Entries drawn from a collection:
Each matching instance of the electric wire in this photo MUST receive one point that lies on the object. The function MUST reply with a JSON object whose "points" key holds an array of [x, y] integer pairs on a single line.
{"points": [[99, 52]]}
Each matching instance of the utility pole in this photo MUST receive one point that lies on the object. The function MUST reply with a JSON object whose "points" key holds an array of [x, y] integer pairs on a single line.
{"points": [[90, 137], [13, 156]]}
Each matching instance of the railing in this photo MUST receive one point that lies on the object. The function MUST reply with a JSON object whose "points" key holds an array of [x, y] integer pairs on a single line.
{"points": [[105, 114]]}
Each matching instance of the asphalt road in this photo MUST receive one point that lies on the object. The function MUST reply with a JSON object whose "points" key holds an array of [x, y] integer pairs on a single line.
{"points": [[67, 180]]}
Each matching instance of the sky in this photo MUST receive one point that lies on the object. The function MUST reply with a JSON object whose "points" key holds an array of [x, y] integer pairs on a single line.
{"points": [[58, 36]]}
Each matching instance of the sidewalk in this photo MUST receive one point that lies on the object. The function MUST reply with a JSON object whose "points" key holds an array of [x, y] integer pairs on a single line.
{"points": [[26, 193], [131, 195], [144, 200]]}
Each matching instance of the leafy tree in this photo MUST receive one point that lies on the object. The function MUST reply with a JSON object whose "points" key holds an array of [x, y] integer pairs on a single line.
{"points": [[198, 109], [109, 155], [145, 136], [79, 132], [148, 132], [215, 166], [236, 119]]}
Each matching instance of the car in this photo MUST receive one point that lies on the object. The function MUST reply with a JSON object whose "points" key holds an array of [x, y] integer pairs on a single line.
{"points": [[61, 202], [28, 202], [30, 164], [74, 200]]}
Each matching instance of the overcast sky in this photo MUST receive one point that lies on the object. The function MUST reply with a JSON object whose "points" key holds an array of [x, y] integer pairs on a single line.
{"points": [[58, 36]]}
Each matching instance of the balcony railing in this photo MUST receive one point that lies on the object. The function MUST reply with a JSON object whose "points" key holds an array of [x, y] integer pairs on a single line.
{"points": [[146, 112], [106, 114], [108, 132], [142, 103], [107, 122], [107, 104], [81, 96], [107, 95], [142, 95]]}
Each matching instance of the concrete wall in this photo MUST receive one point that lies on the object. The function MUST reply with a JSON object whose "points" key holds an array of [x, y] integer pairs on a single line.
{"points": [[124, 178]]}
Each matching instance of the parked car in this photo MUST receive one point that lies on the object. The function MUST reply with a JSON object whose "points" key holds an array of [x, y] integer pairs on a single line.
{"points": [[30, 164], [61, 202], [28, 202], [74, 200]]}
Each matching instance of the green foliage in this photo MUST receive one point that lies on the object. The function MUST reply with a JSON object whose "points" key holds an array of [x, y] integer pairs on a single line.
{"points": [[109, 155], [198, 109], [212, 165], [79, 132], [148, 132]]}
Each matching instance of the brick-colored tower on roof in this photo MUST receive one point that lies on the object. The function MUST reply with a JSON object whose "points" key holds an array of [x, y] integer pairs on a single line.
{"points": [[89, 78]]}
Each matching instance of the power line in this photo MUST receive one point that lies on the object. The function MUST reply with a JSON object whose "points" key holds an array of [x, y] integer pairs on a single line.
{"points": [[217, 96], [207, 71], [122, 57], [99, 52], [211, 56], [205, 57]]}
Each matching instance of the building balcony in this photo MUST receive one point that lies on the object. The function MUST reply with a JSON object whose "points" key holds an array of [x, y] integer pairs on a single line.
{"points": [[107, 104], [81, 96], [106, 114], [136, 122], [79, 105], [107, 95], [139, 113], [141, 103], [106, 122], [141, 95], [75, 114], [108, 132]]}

◆ EXERCISE OBJECTIVE: Change every "integer pairs" in the lines above to "coordinate pairs", keeping everything else unchanged.

◆ FULL OUTPUT:
Each matching instance of the electric wire in this photo MUST receive one point that lies on the object. The function MUST reply with a JSON object whose "points" key holds an array of [x, y] coordinate pairs on a single line.
{"points": [[99, 52]]}
Each matching instance of the utility pole in this photo MUST receive one point that lies on the object. The function MUST reply with a JSON object whose "points" key holds an array of [x, y] coordinate pairs on a single line.
{"points": [[90, 137], [13, 156]]}
Each matching instance of the railing in this photo MUST receive one point that lies on the object. The function MUST reply with a JSON object whose "points" key holds an array of [x, y] coordinate pairs on a single line.
{"points": [[105, 114]]}
Each matching instance of the asphalt road in this photo MUST receive one point that lies on the object. The function MUST reply with a JSON object whose "points" key holds an array of [x, y] coordinate pairs on a single line.
{"points": [[67, 180]]}
Each matching instance of the sky in this photo MUST receive one point that lies on the object. The function MUST reply with a JSON object whose "points" key holds an array of [x, y] coordinate pairs on a single line.
{"points": [[58, 36]]}
Each matching instance of the sidewalk in this photo MUST receive one point that lies on the object. The function MUST reply with a JSON object whose "points" key holds an array of [x, y] coordinate pairs on a single line.
{"points": [[26, 193], [131, 195], [144, 200]]}
Each matching instance of the leafy tree in this photo MUST receive one point that lies on the object. The function MUST reply with a JSON object whose "points" key holds an array of [x, y] coordinate pairs on a single line.
{"points": [[198, 109], [109, 155], [145, 136], [79, 132], [148, 132], [215, 166], [236, 119]]}
Each matching instance of the car in this photo MUST receive one point that lies on the object. The function MUST reply with a JSON object whose "points" key holds an array of [x, y] coordinate pairs on a single line.
{"points": [[61, 202], [28, 202], [30, 164], [74, 200]]}
Each matching instance of the overcast sky in this photo MUST receive one point that lies on the object. The function MUST reply with a JSON object whose "points" key holds an array of [x, y] coordinate pairs on a single line.
{"points": [[58, 36]]}
Each matching instance of the balcony railing in this photo MUST receive one point that lies on the object. The function MUST reply with a JSON object whose "points" key holds an array of [x, y] coordinate pairs on a single line.
{"points": [[146, 112], [106, 114], [108, 132], [142, 103], [107, 122], [107, 104], [81, 96], [107, 95], [142, 95]]}
Each matching instance of the concrete wall in this photo MUST receive one point that lies on the object. The function MUST reply with a JSON object whose "points" key holds an array of [x, y] coordinate pairs on a single line.
{"points": [[124, 178]]}
Each matching instance of the parked car in this photo MUST receive one point that lies on the object. The function MUST reply with a JSON object whose "points" key holds an array of [x, y] coordinate pairs on a single line.
{"points": [[30, 164], [61, 202], [28, 202], [74, 200]]}
Each matching instance of the green foliage in this photo MUST receive one point that lies on the object. The function MUST reply with a JSON object whose "points" key holds an array of [x, y] coordinate pairs on a single line.
{"points": [[109, 155], [198, 109], [212, 165], [79, 132], [148, 132]]}
Each matching instance of the brick-colored tower on roof in this photo MUST receive one point that lies on the object. The function MUST reply with a JSON object whose "points" key holds an array of [x, y] coordinate pairs on a single line.
{"points": [[89, 78]]}
Each matching instance of the power line in this photo MUST receive one point that lies on the object. The function MUST reply with a JSON object whose "points" key holds an array of [x, y] coordinate pairs on a single line.
{"points": [[217, 96], [207, 71], [122, 57], [99, 52], [211, 56], [205, 57]]}
Each matching instance of the building balcony in this photo MUST receive one point that lies on the object. The function MUST reply with a JSON object whose "points" key holds an array of [x, y] coordinate pairs on a single line.
{"points": [[107, 104], [81, 96], [106, 114], [136, 122], [79, 105], [107, 95], [139, 113], [141, 103], [106, 122], [141, 95], [75, 114], [108, 132]]}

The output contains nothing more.